FRAGMENT UIT BRON:
ECLI:NL:GHSGR:2007:BA6660
Gerechtshof 's-Gravenhage
- Hoger beroep
- M. Kamminga
- A. van Leuven
- J. van der Burght
- Rechtspraak.nl
Beëindiging gezamenlijk gezag over minderjarige door gebrek aan betrokkenheid van de vader
In deze zaak heeft het Gerechtshof 's-Gravenhage op 9 mei 2007 uitspraak gedaan in hoger beroep betreffende het gezag over een minderjarige, geboren in 1999. De moeder, verzoekster in hoger beroep, had eerder bij de rechtbank te 's-Gravenhage verzocht om alleen belast te worden met het ouderlijk gezag, maar dit verzoek was afgewezen. De vader, die voorheen in IJsselstein woonde en nu in Groot-Brittannië verblijft, had in eerste aanleg zijn instemming gegeven met de gevraagde gezagswijziging. Tijdens de zitting heeft de moeder toegelicht dat er geen contact is tussen de vader en de minderjarige en dat de vader niet betrokken is bij de verzorging en opvoeding van het kind. De vader heeft geen kinderalimentatie betaald en heeft geen interesse getoond in zijn dochter.

OVER DEZE OPDRACHT: Waar woont de vader nu volgens de tekst over de gezagszaak?

AANGELEVERD MATERIAAL:
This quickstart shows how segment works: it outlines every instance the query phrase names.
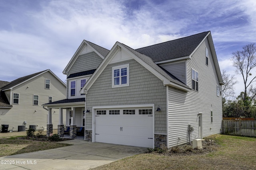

ANTWOORD: In Groot-Brittannië.